* _WORK INSTRUCTIONS_
Copy the entries from the start through the line holding "x=855, y=194", inclusive, keeping the requests as they are. Multiply every coordinate in the answers by 1.95, round each to a whole number with halves going up, and leave the pictures out.

* _DATA FOR THIS TASK_
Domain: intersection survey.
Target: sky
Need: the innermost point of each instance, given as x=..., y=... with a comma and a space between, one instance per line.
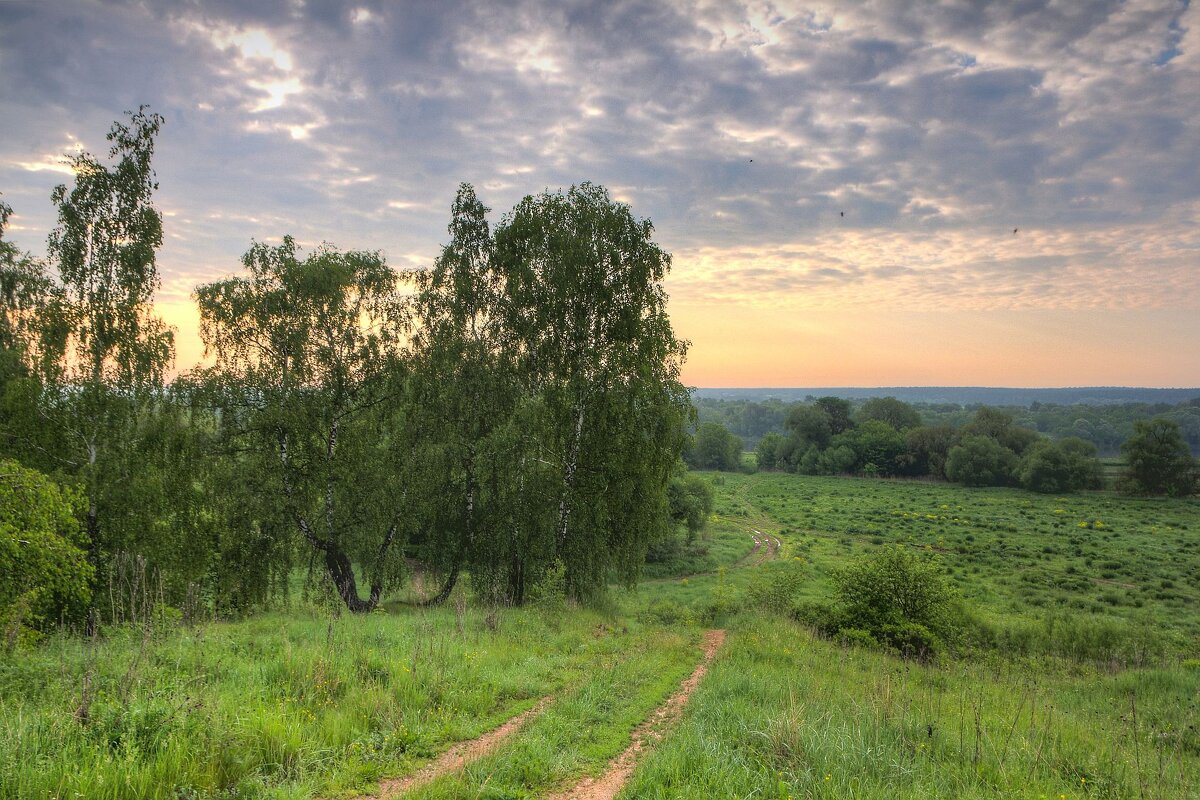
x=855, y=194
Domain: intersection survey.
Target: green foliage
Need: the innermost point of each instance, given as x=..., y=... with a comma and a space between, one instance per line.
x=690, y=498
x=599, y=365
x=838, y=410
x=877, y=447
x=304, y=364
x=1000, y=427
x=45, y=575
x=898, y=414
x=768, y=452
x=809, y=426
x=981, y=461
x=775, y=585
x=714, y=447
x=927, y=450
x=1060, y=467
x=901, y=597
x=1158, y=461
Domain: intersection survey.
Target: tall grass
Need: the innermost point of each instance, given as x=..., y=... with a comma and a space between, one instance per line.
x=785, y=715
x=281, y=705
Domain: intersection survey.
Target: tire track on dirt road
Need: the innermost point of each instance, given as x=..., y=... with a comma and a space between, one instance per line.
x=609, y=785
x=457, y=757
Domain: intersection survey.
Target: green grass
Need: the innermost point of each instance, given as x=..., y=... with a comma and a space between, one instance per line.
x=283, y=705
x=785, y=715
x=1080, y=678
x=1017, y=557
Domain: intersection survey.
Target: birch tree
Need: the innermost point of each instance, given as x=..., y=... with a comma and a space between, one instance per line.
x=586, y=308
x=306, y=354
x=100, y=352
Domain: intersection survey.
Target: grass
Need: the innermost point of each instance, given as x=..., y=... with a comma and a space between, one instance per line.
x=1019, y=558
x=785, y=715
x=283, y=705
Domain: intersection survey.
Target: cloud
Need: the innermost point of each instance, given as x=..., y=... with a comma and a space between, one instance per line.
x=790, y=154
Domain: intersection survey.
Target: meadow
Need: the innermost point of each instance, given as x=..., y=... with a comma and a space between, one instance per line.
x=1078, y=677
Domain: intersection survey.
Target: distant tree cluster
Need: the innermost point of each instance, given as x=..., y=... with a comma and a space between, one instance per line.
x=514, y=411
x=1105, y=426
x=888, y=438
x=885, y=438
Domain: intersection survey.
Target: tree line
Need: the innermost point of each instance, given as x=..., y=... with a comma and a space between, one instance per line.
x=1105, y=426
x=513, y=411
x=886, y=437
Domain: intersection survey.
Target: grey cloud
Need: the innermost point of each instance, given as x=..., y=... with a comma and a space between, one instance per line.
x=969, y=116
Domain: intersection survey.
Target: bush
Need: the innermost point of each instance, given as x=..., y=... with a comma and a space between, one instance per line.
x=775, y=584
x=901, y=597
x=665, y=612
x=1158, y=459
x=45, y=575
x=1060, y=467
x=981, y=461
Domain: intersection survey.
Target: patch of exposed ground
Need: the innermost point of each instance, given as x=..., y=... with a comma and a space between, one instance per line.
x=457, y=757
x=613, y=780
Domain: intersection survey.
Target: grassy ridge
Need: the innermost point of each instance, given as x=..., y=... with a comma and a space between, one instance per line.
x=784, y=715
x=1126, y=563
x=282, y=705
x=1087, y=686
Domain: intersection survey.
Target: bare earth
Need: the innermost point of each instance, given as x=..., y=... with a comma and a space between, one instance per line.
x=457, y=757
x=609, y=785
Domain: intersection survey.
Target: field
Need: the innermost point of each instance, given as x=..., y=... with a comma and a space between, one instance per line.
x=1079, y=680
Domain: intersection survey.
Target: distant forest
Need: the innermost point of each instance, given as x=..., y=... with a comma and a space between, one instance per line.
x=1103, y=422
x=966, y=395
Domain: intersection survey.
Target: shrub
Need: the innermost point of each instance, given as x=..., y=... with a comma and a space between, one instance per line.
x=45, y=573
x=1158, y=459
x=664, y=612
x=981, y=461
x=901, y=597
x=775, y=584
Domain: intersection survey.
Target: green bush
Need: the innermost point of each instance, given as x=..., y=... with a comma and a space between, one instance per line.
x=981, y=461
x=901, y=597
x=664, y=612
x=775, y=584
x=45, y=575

* _SOLUTION TO THE PROBLEM_
Domain: intersection survey.
Target: sky
Need: the innermost point of each instance, given as x=..., y=... with a comma and a space between, one instance per line.
x=1667, y=378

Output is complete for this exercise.